Note: This does not unload the associated assets. In order to unload the Assets and free both managed and native memory, call Resources.UnloadUnusedAssets() after the scene has been unloaded.
Unity dynamically sets voices as either virtual or real, depending on the real time audibility of the platform. For example, Unity sets sounds that are playing far off or with a low volume as virtual, but will change these sounds to a real voice if they come closer or become louder. The default values in the Audio Settings are great values for mobile devices.
Max Virtual Voice Count
Max Real Voice Count
Default
512
32
Maximum
4095
255
DSP Buffer Size
Unity uses the DSP buffer sizes to control the mixer latency. The underlying Audio System FMOD defines the platform dependent DSP buffer sizes. The buffer size influences the latency and should be treated carefully. Latency equals the samples multiplied by the number of buffers. The number of buffers defaults to 4. The audio system in Unity uses the following sample counts for the Audio Settings in Unity:
Default:
iOS and Desktop: 1024
Android: 512
Best latency: 256
Good latency: 512
Best performance: 1024
Audio Import Settings
Using the correct settings can save runtime memory and CPU performance.
Enable Force to mono option on audio files if they do not require stereo sound. Doing so will reduce runtime memory and disk space. This is mostly used on mobile platforms with a mono speaker.
Larger AudioClips should be set to Streaming. Streaming in Unity 5.0 and later has a 200KB overhead so you should set audio files smaller than 200KB to Compressed into Memory instead.
For longer clips, import AudioClips as Compressed into Memory to save runtime memory (if the clips are not set to Streaming).
Use Decompress On Load only if you have plenty of memory but are constrained by CPU performance, as this option requires a significant amount of memory.
Various platforms also have preferred Compression Format settings to save runtime memory and disk space. To adjust these settings, follow these instructions:
1. Set Compression Format to ADPCM for very short clips such as sound effects which are played often. ADPCM offers a fixed 3.5:1 compression ratio and is inexpensive to decompress.
2. Use Vorbis on Android for longer clips. Unity does not use hardware accelerated decoding.

- _Listed entries_
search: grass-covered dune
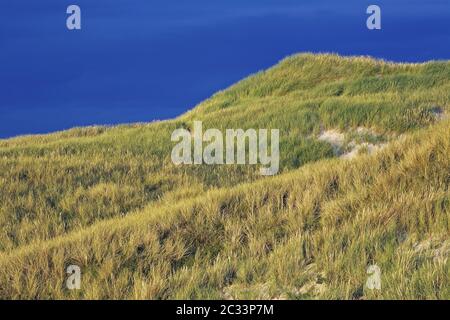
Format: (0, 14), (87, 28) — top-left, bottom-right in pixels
(0, 54), (450, 299)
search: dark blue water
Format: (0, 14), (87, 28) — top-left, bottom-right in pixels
(0, 0), (450, 137)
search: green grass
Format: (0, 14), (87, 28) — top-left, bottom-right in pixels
(0, 54), (450, 299)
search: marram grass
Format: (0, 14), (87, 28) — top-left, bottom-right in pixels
(0, 54), (450, 299)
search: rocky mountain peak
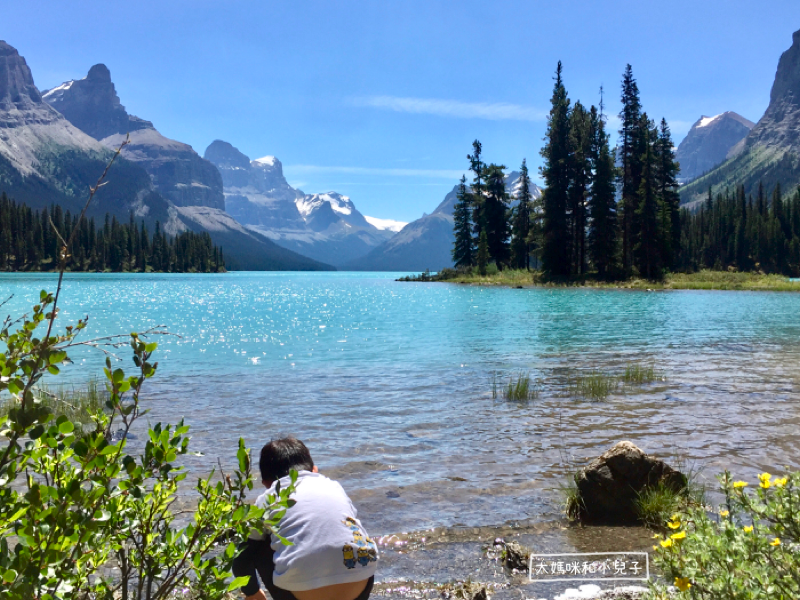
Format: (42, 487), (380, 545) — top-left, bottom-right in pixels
(676, 111), (755, 182)
(745, 31), (800, 154)
(42, 64), (153, 140)
(770, 31), (800, 106)
(203, 140), (250, 169)
(86, 63), (111, 82)
(0, 40), (42, 111)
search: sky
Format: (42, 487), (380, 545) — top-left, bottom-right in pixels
(0, 0), (800, 221)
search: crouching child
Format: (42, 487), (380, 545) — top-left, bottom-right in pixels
(233, 437), (378, 600)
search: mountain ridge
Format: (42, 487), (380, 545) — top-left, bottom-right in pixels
(680, 30), (800, 208)
(204, 140), (395, 267)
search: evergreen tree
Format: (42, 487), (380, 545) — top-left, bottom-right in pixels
(482, 164), (511, 269)
(511, 158), (531, 269)
(541, 61), (571, 277)
(569, 102), (592, 275)
(476, 229), (489, 275)
(453, 175), (475, 267)
(619, 65), (643, 273)
(655, 119), (681, 269)
(634, 125), (661, 279)
(467, 140), (486, 237)
(589, 101), (619, 278)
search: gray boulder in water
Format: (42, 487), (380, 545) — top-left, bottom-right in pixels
(576, 442), (687, 525)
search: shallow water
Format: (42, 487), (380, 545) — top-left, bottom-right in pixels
(0, 273), (800, 592)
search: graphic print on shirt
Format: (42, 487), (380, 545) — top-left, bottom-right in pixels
(342, 544), (356, 569)
(342, 517), (378, 569)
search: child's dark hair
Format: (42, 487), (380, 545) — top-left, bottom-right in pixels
(258, 436), (314, 482)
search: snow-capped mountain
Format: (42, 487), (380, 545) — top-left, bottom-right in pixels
(205, 140), (395, 266)
(0, 41), (332, 270)
(676, 111), (755, 182)
(344, 171), (542, 271)
(364, 215), (408, 233)
(42, 64), (225, 210)
(681, 31), (800, 206)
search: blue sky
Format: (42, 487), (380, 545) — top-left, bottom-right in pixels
(6, 0), (800, 221)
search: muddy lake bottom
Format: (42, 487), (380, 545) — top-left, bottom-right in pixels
(0, 273), (800, 598)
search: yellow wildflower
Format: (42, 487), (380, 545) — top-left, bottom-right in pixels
(675, 577), (692, 592)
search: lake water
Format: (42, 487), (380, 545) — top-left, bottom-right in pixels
(0, 273), (800, 596)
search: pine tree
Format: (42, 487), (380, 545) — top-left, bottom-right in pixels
(511, 158), (531, 269)
(634, 125), (661, 279)
(453, 175), (475, 267)
(541, 61), (571, 277)
(467, 140), (486, 237)
(589, 100), (619, 278)
(476, 229), (489, 275)
(483, 164), (511, 269)
(569, 102), (592, 275)
(655, 118), (681, 269)
(619, 65), (642, 273)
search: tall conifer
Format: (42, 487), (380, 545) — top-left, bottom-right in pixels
(589, 102), (619, 278)
(511, 158), (532, 269)
(618, 65), (642, 272)
(541, 61), (571, 277)
(453, 175), (475, 267)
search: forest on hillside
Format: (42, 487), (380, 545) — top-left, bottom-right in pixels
(0, 193), (225, 273)
(452, 62), (800, 280)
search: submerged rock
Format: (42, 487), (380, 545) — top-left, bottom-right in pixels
(575, 441), (687, 525)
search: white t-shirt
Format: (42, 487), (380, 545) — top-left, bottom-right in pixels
(256, 471), (378, 592)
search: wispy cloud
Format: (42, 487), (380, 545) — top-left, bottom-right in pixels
(283, 165), (466, 179)
(353, 96), (547, 121)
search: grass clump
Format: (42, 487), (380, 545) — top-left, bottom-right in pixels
(650, 472), (800, 600)
(636, 482), (688, 530)
(492, 373), (539, 402)
(621, 363), (666, 385)
(0, 378), (109, 425)
(560, 472), (583, 521)
(504, 373), (539, 401)
(571, 371), (619, 401)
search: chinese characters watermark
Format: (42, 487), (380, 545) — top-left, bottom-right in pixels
(528, 552), (650, 581)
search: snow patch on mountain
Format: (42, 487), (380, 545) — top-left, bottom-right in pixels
(260, 156), (277, 167)
(696, 113), (722, 129)
(364, 215), (408, 233)
(294, 192), (355, 218)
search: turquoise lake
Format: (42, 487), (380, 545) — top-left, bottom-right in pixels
(0, 273), (800, 533)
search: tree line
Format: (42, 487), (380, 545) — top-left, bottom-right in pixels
(0, 193), (225, 273)
(453, 62), (682, 279)
(678, 184), (800, 277)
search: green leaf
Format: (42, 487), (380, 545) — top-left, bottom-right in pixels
(227, 575), (250, 592)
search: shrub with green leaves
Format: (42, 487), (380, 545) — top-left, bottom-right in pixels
(0, 291), (293, 600)
(652, 472), (800, 600)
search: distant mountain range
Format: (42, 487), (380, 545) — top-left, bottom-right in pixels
(344, 171), (542, 271)
(680, 31), (800, 205)
(675, 111), (755, 183)
(204, 140), (404, 267)
(0, 41), (333, 270)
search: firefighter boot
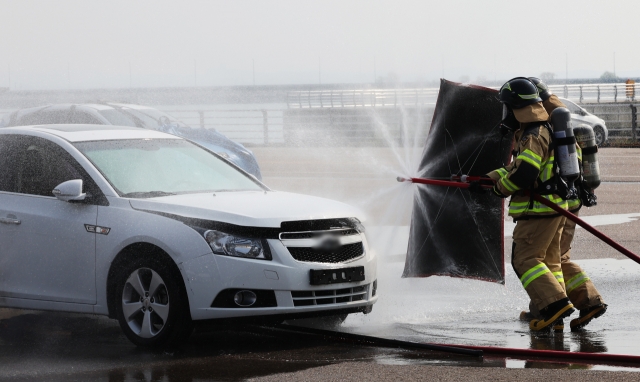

- _Given exercise_
Can you copy out the entire Unity audio settings excerpt above, word for word?

- _Solution_
Note: This does not unload the associated assets. In order to unload the Assets and free both managed and native memory, call Resources.UnloadUnusedAssets() after the scene has been unloaded.
Unity dynamically sets voices as either virtual or real, depending on the real time audibility of the platform. For example, Unity sets sounds that are playing far off or with a low volume as virtual, but will change these sounds to a real voice if they come closer or become louder. The default values in the Audio Settings are great values for mobile devices.
Max Virtual Voice Count
Max Real Voice Count
Default
512
32
Maximum
4095
255
DSP Buffer Size
Unity uses the DSP buffer sizes to control the mixer latency. The underlying Audio System FMOD defines the platform dependent DSP buffer sizes. The buffer size influences the latency and should be treated carefully. Latency equals the samples multiplied by the number of buffers. The number of buffers defaults to 4. The audio system in Unity uses the following sample counts for the Audio Settings in Unity:
Default:
iOS and Desktop: 1024
Android: 512
Best latency: 256
Good latency: 512
Best performance: 1024
Audio Import Settings
Using the correct settings can save runtime memory and CPU performance.
Enable Force to mono option on audio files if they do not require stereo sound. Doing so will reduce runtime memory and disk space. This is mostly used on mobile platforms with a mono speaker.
Larger AudioClips should be set to Streaming. Streaming in Unity 5.0 and later has a 200KB overhead so you should set audio files smaller than 200KB to Compressed into Memory instead.
For longer clips, import AudioClips as Compressed into Memory to save runtime memory (if the clips are not set to Streaming).
Use Decompress On Load only if you have plenty of memory but are constrained by CPU performance, as this option requires a significant amount of memory.
Various platforms also have preferred Compression Format settings to save runtime memory and disk space. To adjust these settings, follow these instructions:
1. Set Compression Format to ADPCM for very short clips such as sound effects which are played often. ADPCM offers a fixed 3.5:1 compression ratio and is inexpensive to decompress.
2. Use Vorbis on Android for longer clips. Unity does not use hardware accelerated decoding.